=== 出典本文 ===

言葉は代表するものであって、実体そのものではない、実体こそ、禅において最も高く評価されるものなのである
禅のモットーは「言葉に頼るな」(不立文字)

と戒めがある。

けれども、僕の個人的な確信でいえば、むしろ禅において本質的なのは「言葉で分かった気になってはいけない」ということ(→「禅は行動することを欲する」)であって、むしろ自分なりの言葉で禅を理解しようとする営みを禅は否定しないと僕は確信して、言葉を用いてみようと思う。

(とはいえ、私たちも、真に経験知を得るまで、理解したと思わぬよう戒めとしたい。)

禅とはなにか:禅とは「直観」である

禅とは「直観」により世界と対峙する態度のことである。

「直観により世界と対峙する」とは、「そのままを受け入れる」ということである。それはロゴス(→論理)との対比によって最もその特徴が際立つ。つまり禅とは「分割へのあらがい」である(鈴木大拙は「分割」ではなく「分別」としている)。

私たちは世の中を分割することで世界を理解してきた。一例としては二項対立がわかりやすい。例えば「男と女」「都市と田舎」といったものがそれにあたる。

その他にも、ある概念を「具体化する」行為も当然、分割の概念である。例えば「魚は、海水魚と淡水魚に分けられる」。

===

### 課題一覧
a: 禅についての文章で、丸括弧( )に囲まれているのはどの部分ですか。出てくる順にすべて挙げてください。
b: 禅についての文章にある「私たちは世の中を分割することで世界を理解してきた。」は、英語でどう訳せますか。
c: 禅についての文章のうち、「禅とはなにか:禅とは「直観」である」で始まり「はなく「分別」としている)。」まで続く部分を、「直観」を「直感」に置き換えて書き出してもらえますか。

=== データ欄 ===

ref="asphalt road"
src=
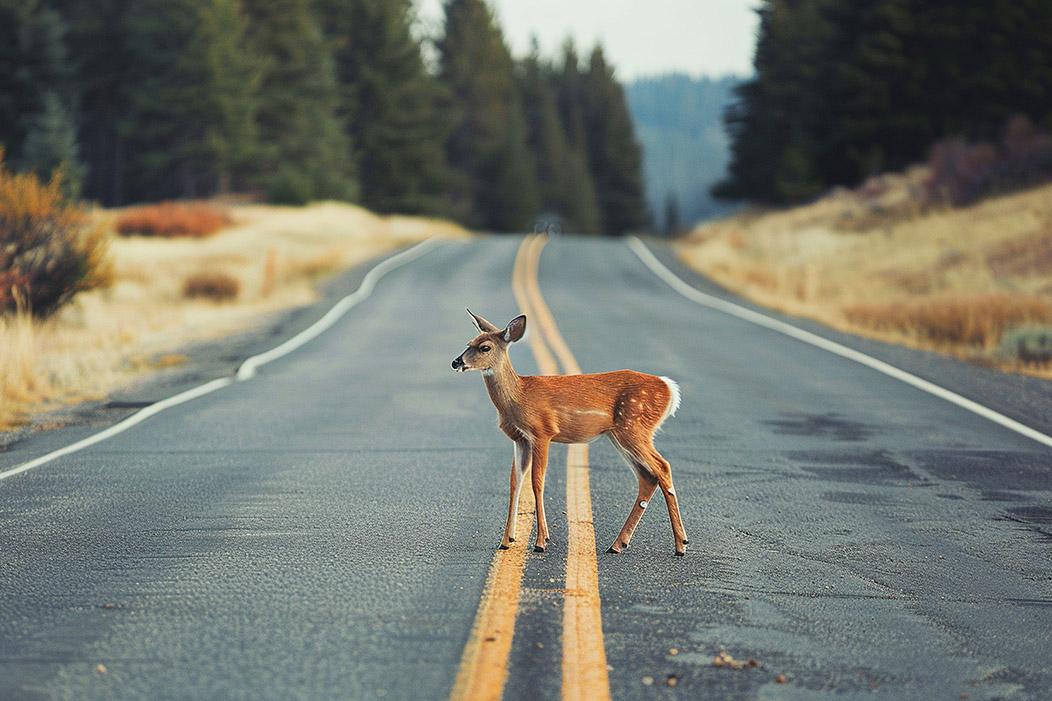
[0,238,1052,699]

===

### 課題ごとの結果
a:
1. 不立文字
2. →「禅は行動することを欲する」
3. とはいえ、私たちも、真に経験知を得るまで、理解したと思わぬよう戒めとしたい。
4. →論理
5. 鈴木大拙は「分割」ではなく「分別」としている

b: We have come to understand the world by dividing it up.

c:
禅とはなにか:禅とは「直感」である

禅とは「直感」により世界と対峙する態度のことである。

「直感により世界と対峙する」とは、「そのままを受け入れる」ということである。それはロゴス(→論理)との対比によって最もその特徴が際立つ。つまり禅とは「分割へのあらがい」である(鈴木大拙は「分割」ではなく「分別」としている)。